* **ASSIGNED TASK 1**
Transcribe the stretch of the guardrail article below, from "JACKSONVILLE, Fla. –" through "North Main Street.".
* **ASSIGNED TASK 2**
Please pick up the guardrail article below where it stops and continue it.

* **STUDY TEXT**
○ ○ ○ ○

JACKSONVILLE, Fla. – After a week in which a truck drove off an overpass, killing the driver, and another driver remains in critical condition after his SUV plunged off the Hart Bridge, people are voicing concerns over the safety of guardrails.
"I went to school and found out that he had taken a crash over this railing and passed away," said Branden Chevrefils, a friend of Joseph Ojeda, 29, the man who died when his pickup truck went off the Clark Road flyover from North Main Street.
"They just saw him go airborne off the road and landed down here under the expressway," Chevrefils said.
Ojeda was taken to UF Health Jacksonville, where he died.
Troopers are still investigating what caused Ojeda's pickup to go of overpass..
"I think the problem lies in the barriers that they have up there," Chevrefils said. "They don't look like they can't withstand any large vehicle going at any speed."
The very next day an SUV driven by James Lamphier, 30, flew over the barrier wall of the Hart Bridge a landed more than 30 feet below. Lamphier was transported to the hospital in critical condition.
Witnesses told police he was switching lanes and struck the concrete barrier. Police cited Lamphier for failure to maintain a single lane and synthetic marijuana was found in the SUV.

○ ○ ○ ○

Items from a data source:
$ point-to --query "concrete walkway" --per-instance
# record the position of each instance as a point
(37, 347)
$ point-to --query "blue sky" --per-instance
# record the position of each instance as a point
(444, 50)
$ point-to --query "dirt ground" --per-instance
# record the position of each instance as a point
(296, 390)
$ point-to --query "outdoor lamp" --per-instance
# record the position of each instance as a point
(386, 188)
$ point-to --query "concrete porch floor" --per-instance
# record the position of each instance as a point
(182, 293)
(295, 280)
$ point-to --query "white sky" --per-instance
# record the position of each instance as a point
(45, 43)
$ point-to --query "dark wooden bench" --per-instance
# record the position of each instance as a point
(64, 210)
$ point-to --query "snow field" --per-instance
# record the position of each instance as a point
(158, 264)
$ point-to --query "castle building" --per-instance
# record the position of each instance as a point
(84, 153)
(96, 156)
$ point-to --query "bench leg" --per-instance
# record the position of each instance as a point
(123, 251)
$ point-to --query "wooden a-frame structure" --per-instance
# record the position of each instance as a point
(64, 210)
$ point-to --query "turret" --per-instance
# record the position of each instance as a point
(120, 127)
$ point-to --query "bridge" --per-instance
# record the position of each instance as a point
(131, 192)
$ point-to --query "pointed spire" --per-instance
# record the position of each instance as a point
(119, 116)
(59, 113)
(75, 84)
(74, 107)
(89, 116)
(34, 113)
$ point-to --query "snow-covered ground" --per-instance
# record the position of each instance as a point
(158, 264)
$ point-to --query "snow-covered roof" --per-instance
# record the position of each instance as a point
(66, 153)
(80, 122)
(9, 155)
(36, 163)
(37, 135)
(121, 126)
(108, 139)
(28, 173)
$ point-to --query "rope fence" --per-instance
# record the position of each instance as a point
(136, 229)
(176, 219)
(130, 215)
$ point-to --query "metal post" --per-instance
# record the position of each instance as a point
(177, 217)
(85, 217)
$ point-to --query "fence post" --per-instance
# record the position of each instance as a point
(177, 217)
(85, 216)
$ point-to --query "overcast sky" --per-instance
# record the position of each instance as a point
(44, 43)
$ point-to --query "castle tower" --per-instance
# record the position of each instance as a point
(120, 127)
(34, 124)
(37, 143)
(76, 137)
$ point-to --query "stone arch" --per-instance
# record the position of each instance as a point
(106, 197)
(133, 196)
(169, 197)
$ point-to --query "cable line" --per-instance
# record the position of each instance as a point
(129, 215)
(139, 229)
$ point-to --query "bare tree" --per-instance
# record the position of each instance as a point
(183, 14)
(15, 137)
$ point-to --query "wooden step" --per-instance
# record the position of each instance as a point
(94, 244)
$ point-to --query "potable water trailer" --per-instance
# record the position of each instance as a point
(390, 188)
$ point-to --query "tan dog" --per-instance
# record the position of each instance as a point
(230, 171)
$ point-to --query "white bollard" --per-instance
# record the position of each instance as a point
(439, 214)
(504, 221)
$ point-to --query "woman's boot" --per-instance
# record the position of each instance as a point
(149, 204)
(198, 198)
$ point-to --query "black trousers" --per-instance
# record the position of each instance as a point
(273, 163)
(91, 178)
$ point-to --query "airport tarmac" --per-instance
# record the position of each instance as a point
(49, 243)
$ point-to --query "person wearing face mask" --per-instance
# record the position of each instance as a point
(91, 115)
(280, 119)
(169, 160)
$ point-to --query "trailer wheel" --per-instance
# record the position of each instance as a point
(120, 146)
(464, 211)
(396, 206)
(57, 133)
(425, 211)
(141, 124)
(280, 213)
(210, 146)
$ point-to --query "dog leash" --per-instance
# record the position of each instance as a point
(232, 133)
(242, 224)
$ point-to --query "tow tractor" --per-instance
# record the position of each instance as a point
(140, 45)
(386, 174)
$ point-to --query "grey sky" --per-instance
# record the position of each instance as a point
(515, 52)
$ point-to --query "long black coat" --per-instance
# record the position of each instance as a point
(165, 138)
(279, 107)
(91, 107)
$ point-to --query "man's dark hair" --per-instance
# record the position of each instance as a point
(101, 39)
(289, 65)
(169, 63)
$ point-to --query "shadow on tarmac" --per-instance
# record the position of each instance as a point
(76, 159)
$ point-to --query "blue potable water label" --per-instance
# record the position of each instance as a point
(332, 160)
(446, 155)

○ ○ ○ ○

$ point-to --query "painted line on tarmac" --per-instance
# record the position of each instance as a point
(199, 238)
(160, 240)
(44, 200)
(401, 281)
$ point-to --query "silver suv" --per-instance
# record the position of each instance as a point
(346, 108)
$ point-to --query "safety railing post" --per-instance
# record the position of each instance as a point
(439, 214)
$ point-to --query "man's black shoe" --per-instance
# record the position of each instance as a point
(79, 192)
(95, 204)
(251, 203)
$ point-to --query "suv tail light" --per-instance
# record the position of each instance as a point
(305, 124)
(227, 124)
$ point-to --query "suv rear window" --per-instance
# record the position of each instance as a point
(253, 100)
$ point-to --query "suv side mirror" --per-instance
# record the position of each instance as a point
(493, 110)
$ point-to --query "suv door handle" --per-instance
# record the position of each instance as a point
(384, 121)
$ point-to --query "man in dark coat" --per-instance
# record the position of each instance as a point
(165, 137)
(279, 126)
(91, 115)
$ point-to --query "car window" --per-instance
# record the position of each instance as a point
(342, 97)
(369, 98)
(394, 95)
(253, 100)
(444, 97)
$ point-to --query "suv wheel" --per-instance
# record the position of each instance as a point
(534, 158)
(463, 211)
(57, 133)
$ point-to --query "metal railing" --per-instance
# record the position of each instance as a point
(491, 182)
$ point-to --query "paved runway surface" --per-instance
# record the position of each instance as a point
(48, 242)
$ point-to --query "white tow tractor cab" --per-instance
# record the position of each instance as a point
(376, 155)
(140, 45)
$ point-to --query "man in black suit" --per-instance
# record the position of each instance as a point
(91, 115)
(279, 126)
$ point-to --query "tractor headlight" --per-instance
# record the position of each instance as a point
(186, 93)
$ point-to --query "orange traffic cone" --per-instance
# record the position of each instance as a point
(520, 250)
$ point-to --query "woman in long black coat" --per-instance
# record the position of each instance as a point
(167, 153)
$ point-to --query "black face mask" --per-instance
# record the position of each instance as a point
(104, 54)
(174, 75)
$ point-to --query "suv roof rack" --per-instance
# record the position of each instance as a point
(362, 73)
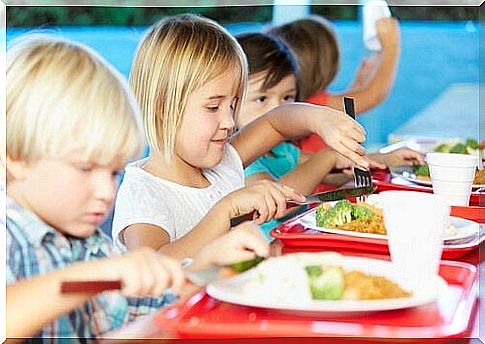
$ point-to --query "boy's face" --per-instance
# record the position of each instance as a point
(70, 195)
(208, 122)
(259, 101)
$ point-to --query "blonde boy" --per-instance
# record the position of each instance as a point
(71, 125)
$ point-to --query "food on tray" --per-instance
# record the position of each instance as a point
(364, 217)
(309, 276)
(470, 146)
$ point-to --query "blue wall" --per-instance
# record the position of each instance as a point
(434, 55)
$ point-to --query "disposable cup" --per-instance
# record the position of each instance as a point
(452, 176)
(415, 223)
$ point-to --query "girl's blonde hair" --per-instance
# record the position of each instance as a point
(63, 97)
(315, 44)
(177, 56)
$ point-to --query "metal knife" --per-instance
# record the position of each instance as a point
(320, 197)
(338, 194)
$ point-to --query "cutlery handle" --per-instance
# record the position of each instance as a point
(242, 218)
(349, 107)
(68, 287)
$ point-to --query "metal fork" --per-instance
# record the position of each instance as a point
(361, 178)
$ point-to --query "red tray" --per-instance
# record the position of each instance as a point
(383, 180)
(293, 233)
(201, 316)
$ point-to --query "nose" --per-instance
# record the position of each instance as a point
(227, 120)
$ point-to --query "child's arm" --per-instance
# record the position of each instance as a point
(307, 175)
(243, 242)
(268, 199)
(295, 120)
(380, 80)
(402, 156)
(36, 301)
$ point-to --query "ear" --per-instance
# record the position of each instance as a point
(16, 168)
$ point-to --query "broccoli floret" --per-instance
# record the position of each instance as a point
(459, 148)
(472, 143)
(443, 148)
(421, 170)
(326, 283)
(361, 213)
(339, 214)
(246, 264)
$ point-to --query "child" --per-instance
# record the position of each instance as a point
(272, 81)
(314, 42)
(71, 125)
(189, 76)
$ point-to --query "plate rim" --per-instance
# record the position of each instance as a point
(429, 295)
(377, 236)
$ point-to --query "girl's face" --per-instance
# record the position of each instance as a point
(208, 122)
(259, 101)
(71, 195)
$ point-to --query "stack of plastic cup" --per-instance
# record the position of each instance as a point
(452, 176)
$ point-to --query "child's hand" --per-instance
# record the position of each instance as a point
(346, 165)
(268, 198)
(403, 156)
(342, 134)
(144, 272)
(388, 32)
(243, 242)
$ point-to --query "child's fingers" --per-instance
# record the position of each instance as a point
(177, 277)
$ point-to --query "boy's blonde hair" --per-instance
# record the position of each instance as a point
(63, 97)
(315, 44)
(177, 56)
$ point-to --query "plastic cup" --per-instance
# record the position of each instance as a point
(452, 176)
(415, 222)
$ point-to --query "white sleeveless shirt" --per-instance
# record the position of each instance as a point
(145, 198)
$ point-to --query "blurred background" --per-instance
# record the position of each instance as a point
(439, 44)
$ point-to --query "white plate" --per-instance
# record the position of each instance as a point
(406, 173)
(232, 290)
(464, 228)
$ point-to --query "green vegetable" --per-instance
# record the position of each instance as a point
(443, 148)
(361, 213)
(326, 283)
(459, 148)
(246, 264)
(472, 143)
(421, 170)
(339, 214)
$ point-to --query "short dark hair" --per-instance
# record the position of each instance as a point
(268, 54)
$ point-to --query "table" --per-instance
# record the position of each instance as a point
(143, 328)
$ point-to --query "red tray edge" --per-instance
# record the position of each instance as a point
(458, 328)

○ ○ ○ ○

* **WRITTEN RESPONSE 1**
JACKSONVILLE, Fla. – After a week in which a truck drove off an overpass, killing the driver, and another driver remains in critical condition after his SUV plunged off the Hart Bridge, people are voicing concerns over the safety of guardrails.
"I went to school and found out that he had taken a crash over this railing and passed away," said Branden Chevrefils, a friend of Joseph Ojeda, 29, the man who died when his pickup truck went off the Clark Road flyover from North Main Street.

* **WRITTEN RESPONSE 2**
Over the weekend, an SUV was left dangling from the edge of the same Northside overpass where Ojeda was killed. Police say the driver had medical complications that caused him to crash his vehicle into the 2-foot-high barrier. The driver died at the scene. His wife and daughter were also in the car at the time but unharmed.
While the Florida Department of Transportation the barriers do meet national standards, some people say it's just not enough to ensure our safety.
FDOT spokesman Ron Tittle said the barriers are designed to keep vehicles on the roadway, but factors like speeding or certain weather conditions may affect that.
"Our engineers look at the crash data. They'll go and review the fatalities to see if there's any factors involved as far as the design," Tittle said.
Tittle said bridges and overpasses are inspected at least every two to three years to make sure the national safety standards are met. Some drivers are still pushing for the barriers to be raised.